=== TEXT SHOWN ===
Be careful though, in the current 10.1 source, I found the location to be line 666. The one line of code mitigates the issue successfully.

Thought I would get the word out as quickly as possible as it affects all Unix systems which use wpa_supplicant from Linux to all BSD's to OS X. The linked to site also contains a copy of the patch I've included here as well.

Be safe!


----------



## junovitch@ (Apr 24, 2015)

Just had a look.  Bottom line is you're safe if you are using the defaults.

The P2P option is not on by default from upstream.  It's also not turned on in the FreeBSD base system in the Makefile for the software.  See the config options used here:
https://svnweb.freebsd.org/base/hea...pplicant/Makefile?revision=281806&view=markup

In ports, security/wpa_supplicant also does not set P2P on by default.

I'm working on the patch and PR for the port right now.  It feels more likely that someone customizing their wireless setup would use the port to have easily configurable options and the latest and greatest version.  I'm not sure about base yet but will get the PR in for ports first.


----------



## KNOStic (Apr 25, 2015)

=== PROVIDED MATERIAL ===
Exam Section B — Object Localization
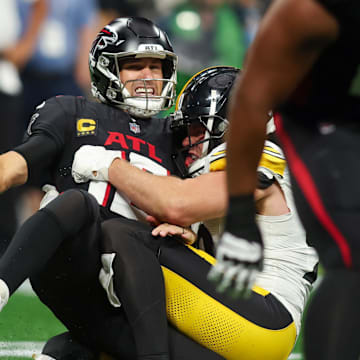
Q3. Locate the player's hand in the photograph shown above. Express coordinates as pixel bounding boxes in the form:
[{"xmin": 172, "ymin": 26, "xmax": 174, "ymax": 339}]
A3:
[
  {"xmin": 71, "ymin": 145, "xmax": 123, "ymax": 183},
  {"xmin": 40, "ymin": 184, "xmax": 59, "ymax": 209},
  {"xmin": 208, "ymin": 194, "xmax": 263, "ymax": 298}
]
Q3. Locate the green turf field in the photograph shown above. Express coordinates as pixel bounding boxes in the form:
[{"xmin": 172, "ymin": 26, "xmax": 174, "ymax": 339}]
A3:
[{"xmin": 0, "ymin": 282, "xmax": 303, "ymax": 360}]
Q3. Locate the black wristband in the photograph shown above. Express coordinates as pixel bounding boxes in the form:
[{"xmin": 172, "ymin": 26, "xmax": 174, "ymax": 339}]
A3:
[{"xmin": 225, "ymin": 194, "xmax": 258, "ymax": 237}]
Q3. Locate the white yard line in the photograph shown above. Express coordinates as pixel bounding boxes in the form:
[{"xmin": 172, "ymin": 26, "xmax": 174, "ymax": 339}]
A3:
[
  {"xmin": 0, "ymin": 341, "xmax": 45, "ymax": 358},
  {"xmin": 0, "ymin": 341, "xmax": 302, "ymax": 360}
]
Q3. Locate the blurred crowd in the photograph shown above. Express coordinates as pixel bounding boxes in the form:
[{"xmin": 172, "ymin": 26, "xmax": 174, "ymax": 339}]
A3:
[{"xmin": 0, "ymin": 0, "xmax": 270, "ymax": 254}]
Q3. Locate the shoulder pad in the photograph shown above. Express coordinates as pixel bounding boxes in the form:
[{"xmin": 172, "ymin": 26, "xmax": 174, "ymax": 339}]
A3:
[
  {"xmin": 208, "ymin": 143, "xmax": 226, "ymax": 171},
  {"xmin": 189, "ymin": 143, "xmax": 226, "ymax": 177}
]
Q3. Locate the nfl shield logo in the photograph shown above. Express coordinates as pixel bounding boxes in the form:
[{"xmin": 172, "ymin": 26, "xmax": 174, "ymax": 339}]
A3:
[{"xmin": 129, "ymin": 123, "xmax": 140, "ymax": 134}]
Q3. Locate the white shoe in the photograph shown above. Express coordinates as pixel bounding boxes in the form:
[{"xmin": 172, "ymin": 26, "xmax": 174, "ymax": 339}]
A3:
[
  {"xmin": 32, "ymin": 354, "xmax": 56, "ymax": 360},
  {"xmin": 0, "ymin": 279, "xmax": 10, "ymax": 311}
]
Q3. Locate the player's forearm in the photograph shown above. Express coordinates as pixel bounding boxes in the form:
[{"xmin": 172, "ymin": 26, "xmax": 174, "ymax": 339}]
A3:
[
  {"xmin": 0, "ymin": 151, "xmax": 28, "ymax": 193},
  {"xmin": 109, "ymin": 159, "xmax": 226, "ymax": 226},
  {"xmin": 109, "ymin": 159, "xmax": 188, "ymax": 221}
]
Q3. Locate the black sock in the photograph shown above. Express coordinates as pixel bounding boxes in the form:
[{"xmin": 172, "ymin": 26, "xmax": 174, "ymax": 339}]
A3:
[{"xmin": 102, "ymin": 219, "xmax": 169, "ymax": 360}]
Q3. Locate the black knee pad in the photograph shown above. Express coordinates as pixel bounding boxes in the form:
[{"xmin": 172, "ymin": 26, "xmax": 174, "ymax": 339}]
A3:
[
  {"xmin": 42, "ymin": 332, "xmax": 98, "ymax": 360},
  {"xmin": 40, "ymin": 189, "xmax": 100, "ymax": 237}
]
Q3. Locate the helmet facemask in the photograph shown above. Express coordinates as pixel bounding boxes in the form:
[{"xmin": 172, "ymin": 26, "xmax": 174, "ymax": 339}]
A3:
[
  {"xmin": 93, "ymin": 51, "xmax": 177, "ymax": 118},
  {"xmin": 171, "ymin": 111, "xmax": 229, "ymax": 177}
]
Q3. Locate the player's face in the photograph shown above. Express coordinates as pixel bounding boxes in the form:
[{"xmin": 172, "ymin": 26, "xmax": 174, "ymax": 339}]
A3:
[
  {"xmin": 182, "ymin": 123, "xmax": 205, "ymax": 167},
  {"xmin": 120, "ymin": 58, "xmax": 163, "ymax": 97}
]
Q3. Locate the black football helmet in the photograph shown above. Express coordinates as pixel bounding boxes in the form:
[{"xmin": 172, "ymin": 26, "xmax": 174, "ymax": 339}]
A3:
[
  {"xmin": 89, "ymin": 17, "xmax": 177, "ymax": 117},
  {"xmin": 171, "ymin": 66, "xmax": 240, "ymax": 173}
]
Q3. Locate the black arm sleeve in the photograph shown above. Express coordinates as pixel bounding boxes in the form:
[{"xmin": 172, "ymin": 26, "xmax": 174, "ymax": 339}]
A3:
[
  {"xmin": 13, "ymin": 134, "xmax": 58, "ymax": 187},
  {"xmin": 14, "ymin": 134, "xmax": 57, "ymax": 170}
]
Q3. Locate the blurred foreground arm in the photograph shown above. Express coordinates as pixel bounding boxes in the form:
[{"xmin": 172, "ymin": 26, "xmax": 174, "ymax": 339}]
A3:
[
  {"xmin": 210, "ymin": 0, "xmax": 338, "ymax": 297},
  {"xmin": 0, "ymin": 151, "xmax": 28, "ymax": 193}
]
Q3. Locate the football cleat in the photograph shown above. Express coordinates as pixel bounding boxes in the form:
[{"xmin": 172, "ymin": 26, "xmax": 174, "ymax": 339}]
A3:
[
  {"xmin": 32, "ymin": 354, "xmax": 56, "ymax": 360},
  {"xmin": 0, "ymin": 279, "xmax": 10, "ymax": 311}
]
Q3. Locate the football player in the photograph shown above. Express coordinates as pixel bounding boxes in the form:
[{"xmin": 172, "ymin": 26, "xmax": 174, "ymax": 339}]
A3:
[
  {"xmin": 214, "ymin": 0, "xmax": 360, "ymax": 360},
  {"xmin": 73, "ymin": 67, "xmax": 318, "ymax": 360},
  {"xmin": 0, "ymin": 18, "xmax": 219, "ymax": 360}
]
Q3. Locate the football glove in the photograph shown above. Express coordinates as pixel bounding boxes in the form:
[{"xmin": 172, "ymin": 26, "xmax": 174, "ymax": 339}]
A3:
[
  {"xmin": 208, "ymin": 195, "xmax": 264, "ymax": 298},
  {"xmin": 71, "ymin": 145, "xmax": 123, "ymax": 183}
]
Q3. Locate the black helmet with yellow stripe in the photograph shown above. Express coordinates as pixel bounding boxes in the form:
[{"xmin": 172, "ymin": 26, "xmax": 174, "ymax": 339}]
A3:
[{"xmin": 171, "ymin": 66, "xmax": 240, "ymax": 176}]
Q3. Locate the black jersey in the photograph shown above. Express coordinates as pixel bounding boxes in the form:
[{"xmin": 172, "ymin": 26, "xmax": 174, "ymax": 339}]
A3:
[
  {"xmin": 14, "ymin": 96, "xmax": 174, "ymax": 218},
  {"xmin": 280, "ymin": 0, "xmax": 360, "ymax": 123}
]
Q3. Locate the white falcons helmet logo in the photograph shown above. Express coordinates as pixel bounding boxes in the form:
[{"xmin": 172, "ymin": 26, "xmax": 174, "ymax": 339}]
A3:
[{"xmin": 91, "ymin": 25, "xmax": 125, "ymax": 55}]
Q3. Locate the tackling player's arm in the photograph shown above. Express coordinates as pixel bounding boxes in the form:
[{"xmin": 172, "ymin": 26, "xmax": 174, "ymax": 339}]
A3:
[{"xmin": 108, "ymin": 159, "xmax": 227, "ymax": 226}]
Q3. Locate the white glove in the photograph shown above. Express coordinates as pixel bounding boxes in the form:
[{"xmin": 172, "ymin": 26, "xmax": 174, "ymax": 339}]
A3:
[
  {"xmin": 40, "ymin": 184, "xmax": 59, "ymax": 209},
  {"xmin": 208, "ymin": 232, "xmax": 263, "ymax": 298},
  {"xmin": 71, "ymin": 145, "xmax": 122, "ymax": 183}
]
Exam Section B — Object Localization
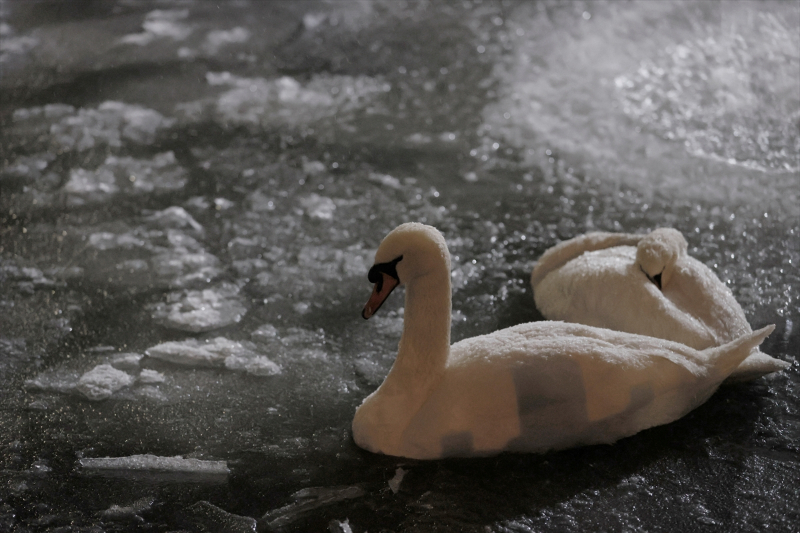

=== COMPLETE THE FOLLOWING ===
A - Write out the wpa_supplicant thread word for word, in full.
B - Please convert the part of the rows that opens with the line containing "Q3. Locate the tackling" and runs through the end of the rows, both ends included, into a JSON list of strings with one string per line. Skip blank lines and leave the pictures out.

=== ANSWERS FOR THE EXERCISE ===
A -
Be careful though, in the current 10.1 source, I found the location to be line 666. The one line of code mitigates the issue successfully.

Thought I would get the word out as quickly as possible as it affects all Unix systems which use wpa_supplicant from Linux to all BSD's to OS X. The linked to site also contains a copy of the patch I've included here as well.

Be safe!


----------



## junovitch@ (Apr 24, 2015)

Just had a look.  Bottom line is you're safe if you are using the defaults.

The P2P option is not on by default from upstream.  It's also not turned on in the FreeBSD base system in the Makefile for the software.  See the config options used here:
https://svnweb.freebsd.org/base/hea...pplicant/Makefile?revision=281806&view=markup

In ports, security/wpa_supplicant also does not set P2P on by default.

I'm working on the patch and PR for the port right now.  It feels more likely that someone customizing their wireless setup would use the port to have easily configurable options and the latest and greatest version.  I'm not sure about base yet but will get the PR in for ports first.


----------



## KNOStic (Apr 25, 2015)

B -
[
  "Q3. Locate the tackling player's arm in the photograph shown above. Express coordinates as pixel bounding boxes in the form:",
  "[{\"xmin\": 172, \"ymin\": 26, \"xmax\": 174, \"ymax\": 339}]",
  "A3:",
  "[{\"xmin\": 108, \"ymin\": 159, \"xmax\": 227, \"ymax\": 226}]",
  "Q3. Locate the white glove in the photograph shown above. Express coordinates as pixel bounding boxes in the form:",
  "[{\"xmin\": 172, \"ymin\": 26, \"xmax\": 174, \"ymax\": 339}]",
  "A3:",
  "[",
  "  {\"xmin\": 40, \"ymin\": 184, \"xmax\": 59, \"ymax\": 209},",
  "  {\"xmin\": 208, \"ymin\": 232, \"xmax\": 263, \"ymax\": 298},",
  "  {\"xmin\": 71, \"ymin\": 145, \"xmax\": 122, \"ymax\": 183}",
  "]",
  "Exam Section B — Object Localization"
]